"""

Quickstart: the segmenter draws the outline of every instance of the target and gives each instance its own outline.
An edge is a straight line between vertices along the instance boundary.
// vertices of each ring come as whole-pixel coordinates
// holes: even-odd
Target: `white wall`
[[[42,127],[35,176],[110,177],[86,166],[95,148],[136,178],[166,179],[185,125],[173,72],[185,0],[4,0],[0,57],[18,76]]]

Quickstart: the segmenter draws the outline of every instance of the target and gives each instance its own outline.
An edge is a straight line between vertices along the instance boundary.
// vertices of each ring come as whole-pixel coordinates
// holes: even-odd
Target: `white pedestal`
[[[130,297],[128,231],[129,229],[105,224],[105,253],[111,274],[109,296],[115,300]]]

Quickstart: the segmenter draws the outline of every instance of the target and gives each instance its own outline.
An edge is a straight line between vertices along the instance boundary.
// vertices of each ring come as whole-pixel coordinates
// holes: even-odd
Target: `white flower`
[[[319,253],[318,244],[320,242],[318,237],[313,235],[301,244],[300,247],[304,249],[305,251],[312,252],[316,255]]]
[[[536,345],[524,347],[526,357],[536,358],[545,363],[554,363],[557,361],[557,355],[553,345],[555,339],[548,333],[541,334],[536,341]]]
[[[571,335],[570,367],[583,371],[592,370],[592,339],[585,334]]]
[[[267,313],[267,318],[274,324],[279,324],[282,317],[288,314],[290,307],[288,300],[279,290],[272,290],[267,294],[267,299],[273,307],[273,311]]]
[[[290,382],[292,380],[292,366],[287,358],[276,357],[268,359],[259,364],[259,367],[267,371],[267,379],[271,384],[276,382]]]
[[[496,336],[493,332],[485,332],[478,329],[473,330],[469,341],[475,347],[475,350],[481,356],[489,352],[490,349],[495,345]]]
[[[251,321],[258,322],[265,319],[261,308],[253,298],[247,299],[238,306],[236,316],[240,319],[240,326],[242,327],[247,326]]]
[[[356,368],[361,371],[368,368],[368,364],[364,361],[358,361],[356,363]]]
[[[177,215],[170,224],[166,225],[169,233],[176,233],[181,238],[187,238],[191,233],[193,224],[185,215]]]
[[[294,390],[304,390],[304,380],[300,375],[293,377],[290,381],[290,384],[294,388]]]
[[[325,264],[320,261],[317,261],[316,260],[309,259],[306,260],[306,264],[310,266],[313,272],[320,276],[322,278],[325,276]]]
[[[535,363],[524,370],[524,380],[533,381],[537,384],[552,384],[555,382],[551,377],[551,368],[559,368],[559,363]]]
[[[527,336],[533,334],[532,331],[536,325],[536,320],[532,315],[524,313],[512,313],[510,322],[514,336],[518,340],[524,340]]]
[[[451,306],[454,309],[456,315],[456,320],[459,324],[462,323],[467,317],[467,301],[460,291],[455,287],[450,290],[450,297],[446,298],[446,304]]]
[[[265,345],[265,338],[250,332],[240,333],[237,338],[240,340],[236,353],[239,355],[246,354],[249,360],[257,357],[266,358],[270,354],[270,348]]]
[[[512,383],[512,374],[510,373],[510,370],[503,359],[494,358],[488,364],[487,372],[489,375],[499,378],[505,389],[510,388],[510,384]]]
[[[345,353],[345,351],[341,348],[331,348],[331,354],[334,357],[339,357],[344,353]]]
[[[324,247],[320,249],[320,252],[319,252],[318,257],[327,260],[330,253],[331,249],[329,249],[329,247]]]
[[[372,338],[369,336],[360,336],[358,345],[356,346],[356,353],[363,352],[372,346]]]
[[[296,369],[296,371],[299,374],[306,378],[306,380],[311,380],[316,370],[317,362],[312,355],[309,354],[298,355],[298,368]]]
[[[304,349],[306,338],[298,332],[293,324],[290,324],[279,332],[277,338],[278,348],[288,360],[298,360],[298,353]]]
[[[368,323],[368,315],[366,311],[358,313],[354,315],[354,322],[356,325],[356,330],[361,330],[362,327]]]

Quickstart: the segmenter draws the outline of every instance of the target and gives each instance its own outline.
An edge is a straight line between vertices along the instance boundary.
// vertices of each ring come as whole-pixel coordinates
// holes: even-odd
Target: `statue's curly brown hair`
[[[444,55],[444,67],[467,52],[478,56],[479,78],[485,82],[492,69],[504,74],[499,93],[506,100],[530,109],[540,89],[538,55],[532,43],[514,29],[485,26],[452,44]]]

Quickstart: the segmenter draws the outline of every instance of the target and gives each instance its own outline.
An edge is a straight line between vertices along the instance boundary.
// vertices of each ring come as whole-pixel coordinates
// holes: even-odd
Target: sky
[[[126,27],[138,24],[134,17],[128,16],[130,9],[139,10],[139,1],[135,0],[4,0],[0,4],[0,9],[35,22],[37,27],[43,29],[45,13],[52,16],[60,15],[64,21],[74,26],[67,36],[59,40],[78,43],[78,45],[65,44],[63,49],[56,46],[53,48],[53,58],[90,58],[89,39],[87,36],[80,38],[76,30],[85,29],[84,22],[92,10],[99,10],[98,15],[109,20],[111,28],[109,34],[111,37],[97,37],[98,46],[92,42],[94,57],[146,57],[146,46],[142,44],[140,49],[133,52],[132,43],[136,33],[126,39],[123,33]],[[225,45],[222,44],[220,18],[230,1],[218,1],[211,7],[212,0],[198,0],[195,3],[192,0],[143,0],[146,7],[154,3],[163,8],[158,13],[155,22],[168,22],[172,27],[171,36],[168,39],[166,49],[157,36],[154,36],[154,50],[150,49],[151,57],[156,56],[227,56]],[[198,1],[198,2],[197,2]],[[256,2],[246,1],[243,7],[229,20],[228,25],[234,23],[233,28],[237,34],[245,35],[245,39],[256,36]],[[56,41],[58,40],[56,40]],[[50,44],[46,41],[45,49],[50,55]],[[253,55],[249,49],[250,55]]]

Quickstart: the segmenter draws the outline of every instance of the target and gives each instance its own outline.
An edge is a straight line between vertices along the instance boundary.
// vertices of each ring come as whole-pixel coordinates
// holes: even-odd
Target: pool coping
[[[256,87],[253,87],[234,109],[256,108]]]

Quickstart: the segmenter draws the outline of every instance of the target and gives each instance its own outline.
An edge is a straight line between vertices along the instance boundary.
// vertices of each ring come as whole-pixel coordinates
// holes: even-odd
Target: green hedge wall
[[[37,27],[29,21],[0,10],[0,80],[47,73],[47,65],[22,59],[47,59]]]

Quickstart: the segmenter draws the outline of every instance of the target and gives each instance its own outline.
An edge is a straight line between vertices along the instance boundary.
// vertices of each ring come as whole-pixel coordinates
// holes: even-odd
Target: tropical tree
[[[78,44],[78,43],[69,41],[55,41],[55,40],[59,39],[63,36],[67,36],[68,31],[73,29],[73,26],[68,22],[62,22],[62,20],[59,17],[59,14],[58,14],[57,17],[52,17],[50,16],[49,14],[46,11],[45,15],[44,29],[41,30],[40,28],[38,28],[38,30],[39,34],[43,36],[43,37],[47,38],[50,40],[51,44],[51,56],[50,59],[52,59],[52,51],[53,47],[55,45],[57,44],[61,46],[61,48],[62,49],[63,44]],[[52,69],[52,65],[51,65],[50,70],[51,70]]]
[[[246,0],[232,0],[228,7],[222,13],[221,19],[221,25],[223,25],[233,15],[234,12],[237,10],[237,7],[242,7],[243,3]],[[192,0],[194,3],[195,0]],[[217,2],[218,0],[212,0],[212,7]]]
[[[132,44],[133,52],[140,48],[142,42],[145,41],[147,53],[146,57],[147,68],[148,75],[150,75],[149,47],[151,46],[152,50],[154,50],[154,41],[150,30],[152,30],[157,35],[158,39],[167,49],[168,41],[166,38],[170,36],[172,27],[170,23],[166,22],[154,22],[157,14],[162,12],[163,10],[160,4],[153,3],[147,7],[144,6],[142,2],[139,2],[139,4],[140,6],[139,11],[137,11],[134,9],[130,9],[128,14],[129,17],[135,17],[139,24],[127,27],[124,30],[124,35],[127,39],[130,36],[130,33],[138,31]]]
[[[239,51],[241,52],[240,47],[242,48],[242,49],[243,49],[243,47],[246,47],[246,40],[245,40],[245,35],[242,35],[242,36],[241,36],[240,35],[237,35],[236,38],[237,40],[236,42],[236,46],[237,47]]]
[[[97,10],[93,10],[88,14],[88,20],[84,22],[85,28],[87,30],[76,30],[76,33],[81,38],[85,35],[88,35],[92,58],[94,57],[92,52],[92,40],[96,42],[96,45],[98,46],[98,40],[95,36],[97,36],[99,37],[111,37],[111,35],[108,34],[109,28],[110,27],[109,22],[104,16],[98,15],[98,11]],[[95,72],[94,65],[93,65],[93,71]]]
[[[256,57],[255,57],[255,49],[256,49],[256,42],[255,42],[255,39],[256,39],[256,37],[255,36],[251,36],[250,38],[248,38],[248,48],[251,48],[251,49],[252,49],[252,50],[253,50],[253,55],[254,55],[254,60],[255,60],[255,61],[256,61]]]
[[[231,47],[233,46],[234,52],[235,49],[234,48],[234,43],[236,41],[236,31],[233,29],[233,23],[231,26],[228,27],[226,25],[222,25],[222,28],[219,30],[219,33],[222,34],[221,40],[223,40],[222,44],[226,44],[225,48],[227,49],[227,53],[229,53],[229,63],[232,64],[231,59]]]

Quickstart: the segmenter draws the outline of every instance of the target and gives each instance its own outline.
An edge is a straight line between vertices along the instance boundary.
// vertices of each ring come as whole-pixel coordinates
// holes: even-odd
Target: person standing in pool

"""

▶ What is asked
Please pick out every line above that contains the word "white" and copy each one in full. Match case exactly.

▶ Expected answer
Target: `white wall`
Target: `white pedestal`
Target: `white flower`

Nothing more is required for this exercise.